**Aufgabenstellung:**
Bitte nenne anhand des Textes zu verbissenen Baumarten die Hauptbaumart auf den drei Transekten im Untersuchungsgebiet Allgäu 1.

**Text zur Analyse:**
◆ ◆ ◆ ◆

Verbissene Baumarten: Die Grafik zeigt, welche Baumarten in welchem Umfang verbissen wurden. Mit Abstand am meisten betroffen war die Weißtanne: von 257 untersuchten Proben 237 Mal. In Prozent ausgedrückt: über 92 Prozent des in den drei Untersuchungsgebieten erfolgten Verbisses betrafen allein diese Baumart.
Verteilung der Baumarten: Die Grafik gibt den Bestand an naturverjüngten Forstpflanzen auf drei Transekten im Untersuchungsgebiet Allgäu 1 (Hochrechnung auf Pflanzen/ha) wieder. Nicht die stark verbissene Tanne ist Hauptbaumart, sondern die Fichte.

◆ ◆ ◆ ◆

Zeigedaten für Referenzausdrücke
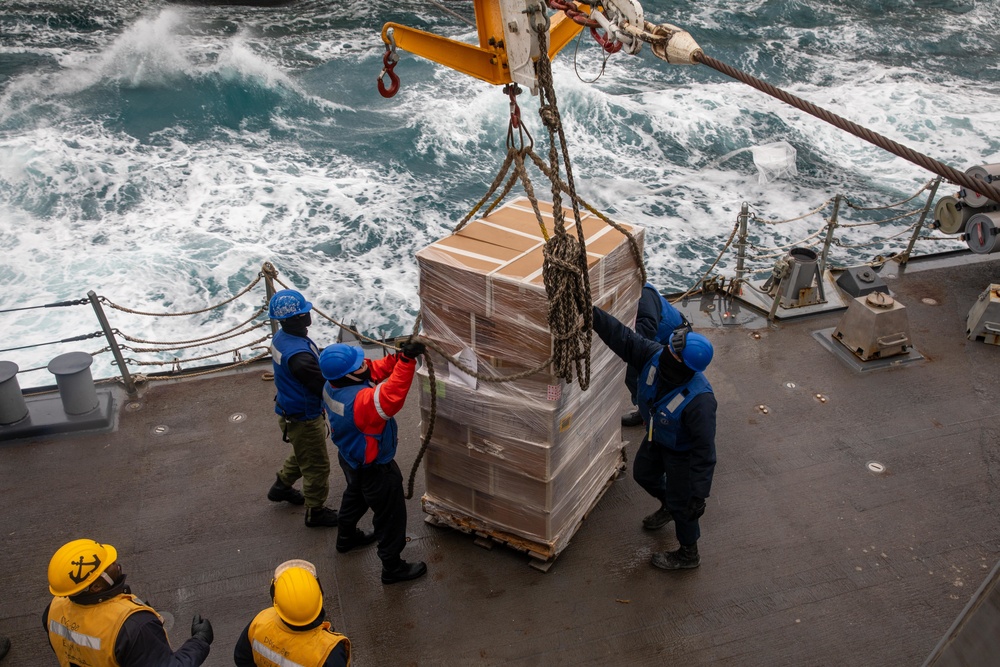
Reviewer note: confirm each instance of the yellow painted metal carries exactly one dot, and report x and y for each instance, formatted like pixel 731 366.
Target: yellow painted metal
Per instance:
pixel 469 59
pixel 488 61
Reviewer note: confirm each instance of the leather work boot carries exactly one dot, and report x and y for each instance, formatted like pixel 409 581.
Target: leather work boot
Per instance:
pixel 657 519
pixel 349 540
pixel 632 418
pixel 280 491
pixel 403 572
pixel 321 517
pixel 684 558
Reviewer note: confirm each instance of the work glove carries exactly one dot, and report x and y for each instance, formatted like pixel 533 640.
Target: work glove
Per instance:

◆ ◆ ◆ ◆

**Lösung:**
Die Fichte.